Collect each line in the records below that contains the string "gown". Case counts.

(Excerpts from point annotation data)
☆ ☆ ☆ ☆ ☆
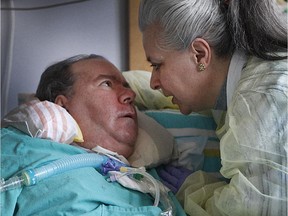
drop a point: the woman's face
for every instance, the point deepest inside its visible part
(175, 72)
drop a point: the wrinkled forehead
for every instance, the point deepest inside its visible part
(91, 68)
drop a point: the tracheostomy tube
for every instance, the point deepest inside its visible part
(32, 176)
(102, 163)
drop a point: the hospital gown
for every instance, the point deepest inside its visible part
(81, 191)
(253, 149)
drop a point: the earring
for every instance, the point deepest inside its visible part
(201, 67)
☆ ☆ ☆ ☆ ☆
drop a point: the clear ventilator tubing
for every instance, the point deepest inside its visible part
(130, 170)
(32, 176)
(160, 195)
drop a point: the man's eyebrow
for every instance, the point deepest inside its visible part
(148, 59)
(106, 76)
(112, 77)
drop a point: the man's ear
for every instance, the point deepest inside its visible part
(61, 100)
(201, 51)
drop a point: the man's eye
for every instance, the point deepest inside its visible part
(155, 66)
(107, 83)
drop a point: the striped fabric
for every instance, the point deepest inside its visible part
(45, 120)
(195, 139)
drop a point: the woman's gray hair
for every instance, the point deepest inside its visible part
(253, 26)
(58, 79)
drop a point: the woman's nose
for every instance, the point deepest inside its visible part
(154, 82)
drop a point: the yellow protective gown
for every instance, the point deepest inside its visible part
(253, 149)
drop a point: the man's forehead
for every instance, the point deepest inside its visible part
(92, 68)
☆ ☆ ☆ ☆ ☆
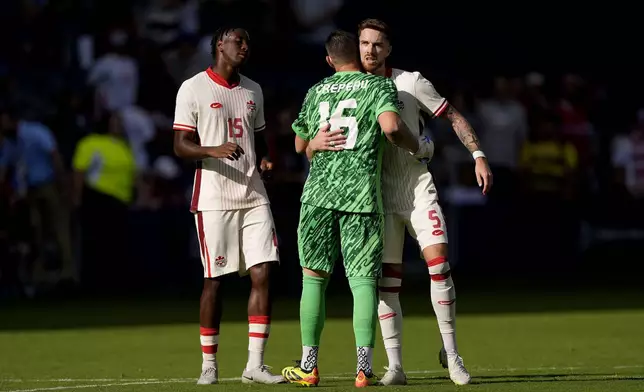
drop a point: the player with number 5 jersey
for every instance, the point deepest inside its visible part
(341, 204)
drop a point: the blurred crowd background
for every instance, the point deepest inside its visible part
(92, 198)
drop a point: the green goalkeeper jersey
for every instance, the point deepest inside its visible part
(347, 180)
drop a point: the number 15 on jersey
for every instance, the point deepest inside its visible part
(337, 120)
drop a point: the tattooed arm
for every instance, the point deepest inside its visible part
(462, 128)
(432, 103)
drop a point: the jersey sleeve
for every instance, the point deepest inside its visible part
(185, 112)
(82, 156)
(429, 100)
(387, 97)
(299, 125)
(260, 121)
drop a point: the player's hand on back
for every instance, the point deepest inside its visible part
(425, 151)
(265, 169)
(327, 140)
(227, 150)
☆ ☆ ☆ ☆ ☆
### Expected answer:
drop a point: the hospital gown
drop a point: the yellow protective gown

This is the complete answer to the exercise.